=== Section Start ===

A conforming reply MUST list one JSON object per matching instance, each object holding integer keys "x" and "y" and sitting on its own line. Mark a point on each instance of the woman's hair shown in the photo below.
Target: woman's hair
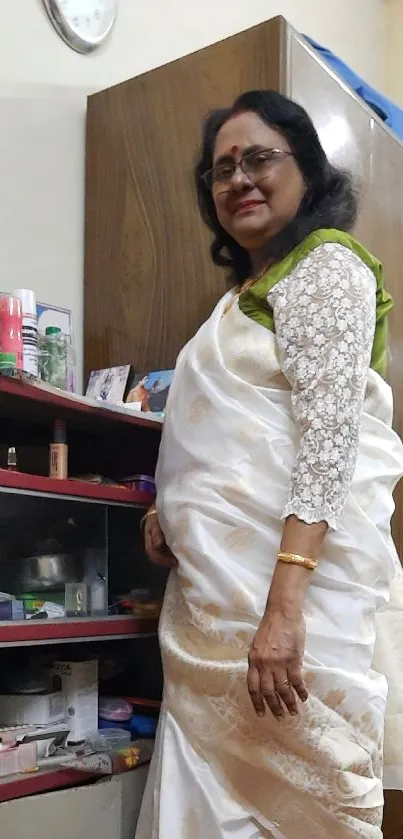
{"x": 330, "y": 200}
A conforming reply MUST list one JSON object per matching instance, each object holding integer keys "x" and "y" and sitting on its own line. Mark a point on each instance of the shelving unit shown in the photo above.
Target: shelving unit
{"x": 109, "y": 441}
{"x": 90, "y": 492}
{"x": 73, "y": 630}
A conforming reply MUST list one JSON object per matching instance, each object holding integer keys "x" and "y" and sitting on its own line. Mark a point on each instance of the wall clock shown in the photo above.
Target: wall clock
{"x": 83, "y": 24}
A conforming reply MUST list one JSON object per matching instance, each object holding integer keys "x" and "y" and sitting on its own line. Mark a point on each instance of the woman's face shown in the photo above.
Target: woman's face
{"x": 256, "y": 204}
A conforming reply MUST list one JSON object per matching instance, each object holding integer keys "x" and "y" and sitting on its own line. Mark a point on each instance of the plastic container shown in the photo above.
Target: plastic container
{"x": 141, "y": 483}
{"x": 53, "y": 357}
{"x": 8, "y": 364}
{"x": 114, "y": 710}
{"x": 11, "y": 327}
{"x": 29, "y": 330}
{"x": 109, "y": 739}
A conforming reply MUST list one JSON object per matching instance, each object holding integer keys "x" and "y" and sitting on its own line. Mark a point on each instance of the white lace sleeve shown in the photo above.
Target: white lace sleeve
{"x": 325, "y": 319}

=== Section End ===

YOUR OBJECTIVE: Exact copy, no pictures. Write out the lines in the entries above, starting with the line with "Target: woman's hair" and going on through the line with "unit shown in the photo above.", keeping both.

PROBLEM SOLUTION:
Target: woman's hair
{"x": 330, "y": 200}
A conforming reply MUST list one JSON object per matching instance, each object holding integer keys "x" and "y" and sitting on its own line. Mark a point on each instance of the shelving unit shown in the photo above.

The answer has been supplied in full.